[Text passage]
# Courier times



## Darcey (4 mo ago)

Hi guys! I'm getting my new boa on the 15th Thursday and they deliver between 7am to 10am and sadly I'll be at work till 3. 

I have someone that'll take the box in but no one doesn't want to touch the snake without me there so my concern is will the snake be fine for those hours until I get home? The weather isn't cold but I'm still worried. I'm buying the snake from a reputable breeder so know the snake will be packaged properly too.


----------



## Shellsfeathers&fur (Jan 18, 2009)

I would take the day off, rearrange your working hours or book it for a day when you can be there.


----------



## LiasisUK (Sep 30, 2019)

Not ideal, but snake will be fine until you get home. Main issue is courier animals should ideally be health checked on arrival, if your friend/relative won't touch the animal this won't get done.


----------



## ian14 (Jan 2, 2008)

Well the mistake you made is having the snake delivered when you arent home, but its done now. I'm assuming the enclosure is set up and ready to go?
In which case just ask whoever receives the snake to pop it in its travel bag into the enclosure.
Snakes generally are simply sent in cloth bags, usually a pillow case.


----------



## Malc (Oct 27, 2009)

ian14 said:


> Well the mistake you made is having the snake delivered when you arent home, but its done now. I'm assuming the enclosure is set up and ready to go?
> In which case just ask whoever receives the snake to pop it in its travel bag into the enclosure.

[Supplied records]

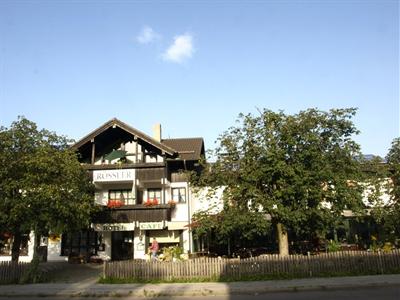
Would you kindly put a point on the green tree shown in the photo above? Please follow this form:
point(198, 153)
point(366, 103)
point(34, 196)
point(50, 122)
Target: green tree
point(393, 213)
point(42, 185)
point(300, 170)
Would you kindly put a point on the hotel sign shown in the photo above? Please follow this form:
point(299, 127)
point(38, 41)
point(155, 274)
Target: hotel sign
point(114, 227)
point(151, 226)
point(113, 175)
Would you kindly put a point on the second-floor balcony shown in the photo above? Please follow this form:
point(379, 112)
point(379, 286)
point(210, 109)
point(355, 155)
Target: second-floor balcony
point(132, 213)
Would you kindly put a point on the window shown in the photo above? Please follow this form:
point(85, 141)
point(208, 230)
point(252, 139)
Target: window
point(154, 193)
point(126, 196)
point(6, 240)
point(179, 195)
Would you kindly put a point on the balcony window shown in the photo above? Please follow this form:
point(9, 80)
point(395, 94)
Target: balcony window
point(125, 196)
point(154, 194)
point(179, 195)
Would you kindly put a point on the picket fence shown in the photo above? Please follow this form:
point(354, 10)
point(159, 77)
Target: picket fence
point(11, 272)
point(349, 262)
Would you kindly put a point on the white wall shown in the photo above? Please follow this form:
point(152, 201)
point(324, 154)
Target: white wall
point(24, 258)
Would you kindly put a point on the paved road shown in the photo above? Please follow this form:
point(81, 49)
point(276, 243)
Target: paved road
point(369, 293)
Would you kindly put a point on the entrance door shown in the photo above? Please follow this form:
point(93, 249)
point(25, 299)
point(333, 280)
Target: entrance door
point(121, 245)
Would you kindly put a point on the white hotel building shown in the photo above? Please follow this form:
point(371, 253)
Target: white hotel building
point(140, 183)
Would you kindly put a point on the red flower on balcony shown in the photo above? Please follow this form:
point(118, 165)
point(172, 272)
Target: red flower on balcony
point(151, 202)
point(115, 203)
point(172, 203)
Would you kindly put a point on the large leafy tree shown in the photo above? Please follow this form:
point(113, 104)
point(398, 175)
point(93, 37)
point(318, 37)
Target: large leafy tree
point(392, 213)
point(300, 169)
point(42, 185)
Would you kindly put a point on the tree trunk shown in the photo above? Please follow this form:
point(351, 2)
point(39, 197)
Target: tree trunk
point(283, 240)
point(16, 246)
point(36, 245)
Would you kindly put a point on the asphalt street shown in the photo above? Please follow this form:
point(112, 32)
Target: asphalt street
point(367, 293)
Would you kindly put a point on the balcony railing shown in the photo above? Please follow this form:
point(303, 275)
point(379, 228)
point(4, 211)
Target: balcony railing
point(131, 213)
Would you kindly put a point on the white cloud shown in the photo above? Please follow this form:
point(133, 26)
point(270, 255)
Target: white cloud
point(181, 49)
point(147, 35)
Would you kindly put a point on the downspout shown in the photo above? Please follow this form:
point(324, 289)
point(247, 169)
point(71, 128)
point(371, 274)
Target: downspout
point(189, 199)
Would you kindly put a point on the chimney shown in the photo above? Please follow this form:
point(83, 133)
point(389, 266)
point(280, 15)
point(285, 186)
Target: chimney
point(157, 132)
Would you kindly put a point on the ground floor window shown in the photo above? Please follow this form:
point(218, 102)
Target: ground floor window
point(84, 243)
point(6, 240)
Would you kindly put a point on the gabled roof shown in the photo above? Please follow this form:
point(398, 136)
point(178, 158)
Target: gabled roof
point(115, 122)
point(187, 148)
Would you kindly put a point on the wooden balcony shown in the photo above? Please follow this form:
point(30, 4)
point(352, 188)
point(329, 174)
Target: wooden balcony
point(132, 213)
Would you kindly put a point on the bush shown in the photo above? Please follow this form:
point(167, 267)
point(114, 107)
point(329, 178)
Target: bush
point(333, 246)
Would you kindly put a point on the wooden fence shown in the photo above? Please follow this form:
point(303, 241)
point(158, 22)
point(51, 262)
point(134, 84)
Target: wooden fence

[Objective] In the courier times thread, what are snakes generally sent in? The records come from a different source than the thread.

[Output for this exercise] Cloth bags, usually a pillow case.